## [RECORDS PROVIDED]
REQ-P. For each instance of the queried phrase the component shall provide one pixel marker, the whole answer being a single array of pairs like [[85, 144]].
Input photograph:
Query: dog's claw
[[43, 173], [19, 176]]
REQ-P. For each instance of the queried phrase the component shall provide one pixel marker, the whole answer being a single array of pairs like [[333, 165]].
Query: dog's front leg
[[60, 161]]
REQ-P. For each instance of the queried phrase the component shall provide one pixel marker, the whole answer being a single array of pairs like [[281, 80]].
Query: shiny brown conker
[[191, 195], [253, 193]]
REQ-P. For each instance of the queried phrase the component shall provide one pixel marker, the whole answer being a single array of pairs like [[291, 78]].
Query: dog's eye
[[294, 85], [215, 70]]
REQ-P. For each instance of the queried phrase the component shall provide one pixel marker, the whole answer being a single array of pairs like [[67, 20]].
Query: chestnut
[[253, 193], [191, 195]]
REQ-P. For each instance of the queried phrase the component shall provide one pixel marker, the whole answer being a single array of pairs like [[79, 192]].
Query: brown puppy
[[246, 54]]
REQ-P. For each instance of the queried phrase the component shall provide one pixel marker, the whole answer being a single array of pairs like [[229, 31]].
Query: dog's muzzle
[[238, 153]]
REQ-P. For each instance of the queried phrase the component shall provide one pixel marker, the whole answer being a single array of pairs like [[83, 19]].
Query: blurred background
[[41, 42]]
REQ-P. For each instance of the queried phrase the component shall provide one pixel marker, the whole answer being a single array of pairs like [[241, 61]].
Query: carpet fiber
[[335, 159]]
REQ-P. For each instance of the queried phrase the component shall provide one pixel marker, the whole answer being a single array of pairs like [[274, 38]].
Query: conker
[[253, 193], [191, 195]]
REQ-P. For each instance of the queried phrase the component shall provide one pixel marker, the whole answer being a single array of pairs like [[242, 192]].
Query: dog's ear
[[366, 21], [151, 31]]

...

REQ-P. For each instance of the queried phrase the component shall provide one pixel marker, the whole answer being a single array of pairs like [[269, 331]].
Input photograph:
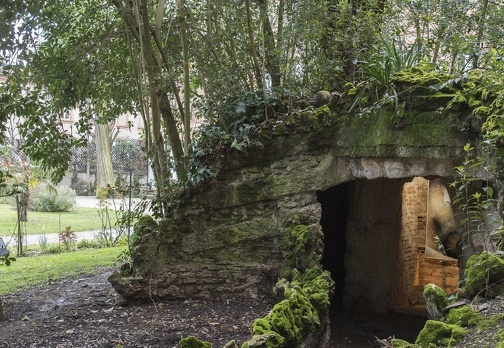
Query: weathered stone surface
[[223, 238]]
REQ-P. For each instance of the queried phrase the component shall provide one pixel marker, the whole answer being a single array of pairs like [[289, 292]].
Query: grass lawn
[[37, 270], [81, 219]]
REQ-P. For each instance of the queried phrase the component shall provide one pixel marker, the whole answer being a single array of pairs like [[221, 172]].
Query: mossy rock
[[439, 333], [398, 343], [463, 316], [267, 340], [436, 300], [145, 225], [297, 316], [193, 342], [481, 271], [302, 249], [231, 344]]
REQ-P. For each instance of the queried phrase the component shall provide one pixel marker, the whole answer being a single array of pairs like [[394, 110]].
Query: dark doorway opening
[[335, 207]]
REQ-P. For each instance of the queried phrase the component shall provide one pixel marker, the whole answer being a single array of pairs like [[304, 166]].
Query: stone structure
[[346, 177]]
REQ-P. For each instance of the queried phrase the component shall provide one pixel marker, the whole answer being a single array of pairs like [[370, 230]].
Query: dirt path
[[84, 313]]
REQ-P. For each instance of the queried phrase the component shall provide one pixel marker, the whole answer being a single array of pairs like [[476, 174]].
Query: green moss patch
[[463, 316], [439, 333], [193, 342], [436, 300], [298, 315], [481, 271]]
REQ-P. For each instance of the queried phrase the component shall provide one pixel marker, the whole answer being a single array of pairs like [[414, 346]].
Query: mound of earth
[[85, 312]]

## [WHAT THE TASK ASKS]
Copy out the lines verbatim, starting at the one containing "like [[242, 192]]." and ending at the one containing "[[366, 21], [151, 31]]", with both of those lines included.

## [WRITTEN RESPONSE]
REQ-P. For each instance of the queried phrase the component shall provide one pixel marker, the whole answer being a single array of pairs like [[242, 192]].
Query: dog's ear
[[366, 21], [151, 31]]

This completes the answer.